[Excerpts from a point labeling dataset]
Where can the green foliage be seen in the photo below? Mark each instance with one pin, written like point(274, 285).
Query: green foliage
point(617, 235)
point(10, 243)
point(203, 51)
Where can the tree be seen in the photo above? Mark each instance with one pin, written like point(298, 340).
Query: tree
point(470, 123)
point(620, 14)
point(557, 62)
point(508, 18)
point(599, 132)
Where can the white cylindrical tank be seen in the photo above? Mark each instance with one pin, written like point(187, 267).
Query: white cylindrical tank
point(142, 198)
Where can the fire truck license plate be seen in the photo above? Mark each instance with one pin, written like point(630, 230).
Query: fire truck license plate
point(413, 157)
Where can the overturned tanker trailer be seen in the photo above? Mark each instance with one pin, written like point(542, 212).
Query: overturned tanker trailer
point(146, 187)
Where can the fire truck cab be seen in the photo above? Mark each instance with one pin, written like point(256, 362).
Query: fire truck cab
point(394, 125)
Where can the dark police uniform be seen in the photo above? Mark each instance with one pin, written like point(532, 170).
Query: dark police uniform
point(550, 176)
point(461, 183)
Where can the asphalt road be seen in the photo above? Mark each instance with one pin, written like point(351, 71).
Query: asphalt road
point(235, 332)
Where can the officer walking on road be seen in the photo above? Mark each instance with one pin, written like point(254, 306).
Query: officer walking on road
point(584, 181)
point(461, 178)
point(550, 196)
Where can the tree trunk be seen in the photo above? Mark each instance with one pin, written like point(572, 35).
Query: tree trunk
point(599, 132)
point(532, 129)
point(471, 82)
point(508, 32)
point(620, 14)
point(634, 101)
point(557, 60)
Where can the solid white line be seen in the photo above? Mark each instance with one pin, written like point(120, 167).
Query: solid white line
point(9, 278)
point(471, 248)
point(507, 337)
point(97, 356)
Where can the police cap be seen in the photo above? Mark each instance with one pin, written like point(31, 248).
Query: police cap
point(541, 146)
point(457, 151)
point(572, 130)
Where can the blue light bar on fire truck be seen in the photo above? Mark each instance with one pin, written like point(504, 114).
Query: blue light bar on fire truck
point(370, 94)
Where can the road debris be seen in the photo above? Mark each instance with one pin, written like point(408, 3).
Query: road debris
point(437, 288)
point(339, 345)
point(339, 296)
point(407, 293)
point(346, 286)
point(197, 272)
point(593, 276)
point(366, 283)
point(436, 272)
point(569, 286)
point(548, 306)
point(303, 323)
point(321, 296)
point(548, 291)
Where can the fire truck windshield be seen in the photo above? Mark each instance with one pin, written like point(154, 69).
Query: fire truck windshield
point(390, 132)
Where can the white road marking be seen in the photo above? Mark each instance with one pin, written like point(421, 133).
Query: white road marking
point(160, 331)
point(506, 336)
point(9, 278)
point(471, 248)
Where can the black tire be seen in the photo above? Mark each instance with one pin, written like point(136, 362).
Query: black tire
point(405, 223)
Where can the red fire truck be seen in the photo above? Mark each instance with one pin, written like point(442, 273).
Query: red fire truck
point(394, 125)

WRITTEN EXERCISE
Retype all of the lines above, keeping every character the same.

SOLVED EXERCISE
Where can the green foliage be seen in the photo below? Mark each instance with one pin, written like point(274, 285).
Query: green foliage
point(617, 235)
point(10, 243)
point(203, 51)
Where can the tree be seen in the photo above? Mark each instance with one pin, written like point(298, 340).
Query: tree
point(470, 123)
point(620, 14)
point(557, 62)
point(508, 18)
point(599, 132)
Where can the white cylindrical tank be seen in the photo above? Mark each instance with one pin, written like point(187, 267).
Query: white cylindrical tank
point(142, 198)
Where can the fire truck license plate be seen in the photo above? Mark each instance with one pin, written like point(630, 230).
Query: fire truck license plate
point(413, 157)
Where can the overturned tanker trailer be seen in the photo above? Mark each instance with one pin, written like point(542, 212).
Query: overturned tanker trailer
point(146, 187)
Where can the fire truck cab be seen in the photo above? Mark each instance with one pin, written like point(256, 362).
Query: fire truck cab
point(394, 125)
Where can the dark police uniform be seen in the photo above? Mark each instance with one pin, written like point(532, 170).
Query: dark police uniform
point(550, 176)
point(461, 183)
Where can the asphalt road be seen in the photo above? Mark each instance with one pin, written like point(351, 71).
Query: asphalt road
point(235, 332)
Where can the officer walking on road be seen in the photo above? Mark each instance with one pin, written like point(254, 306).
Query: officer walking on road
point(584, 181)
point(461, 178)
point(550, 196)
Where can the tree trunk be seen in the photo above? Mark each instance with one pin, written like point(572, 35).
Query: tree trunk
point(599, 132)
point(532, 129)
point(471, 82)
point(508, 32)
point(620, 14)
point(634, 101)
point(557, 60)
Where can the solid white line be seen in the photo above? Mark each instance with one pin, written like point(120, 167).
Query: solid white line
point(9, 278)
point(471, 248)
point(507, 337)
point(97, 356)
Where can the police cap be seen in the photo above? Mark each instance with one pin, written like point(31, 248).
Query: police cap
point(541, 146)
point(457, 151)
point(572, 130)
Where can the blue light bar on fire truck be seen in the photo above? Mark each instance with one pin, written like point(504, 114).
Query: blue light bar on fire truck
point(370, 94)
Where can the road debris be seen in the photo above? Mark each instance with one pin, written like point(408, 3).
Query: road debris
point(437, 288)
point(339, 345)
point(339, 296)
point(407, 293)
point(346, 286)
point(197, 272)
point(593, 276)
point(366, 283)
point(436, 272)
point(569, 286)
point(548, 306)
point(303, 323)
point(321, 296)
point(548, 291)
Where can the fire truck windshield be seen in the photo above? Mark each instance with one pin, written like point(154, 69).
Query: fire truck windshield
point(390, 132)
Where can the white road marking be seen in the photo above? Mark each instance with one pin, written like point(421, 133).
Query: white road marking
point(160, 331)
point(506, 336)
point(9, 278)
point(471, 248)
Where can the black tire be seen in the photo above? Mark each instance with one pin, written like point(136, 362).
Query: black tire
point(405, 223)
Where can the red fire truck be seen in the photo above? Mark each instance with one pin, written like point(442, 273).
Query: red fire truck
point(394, 125)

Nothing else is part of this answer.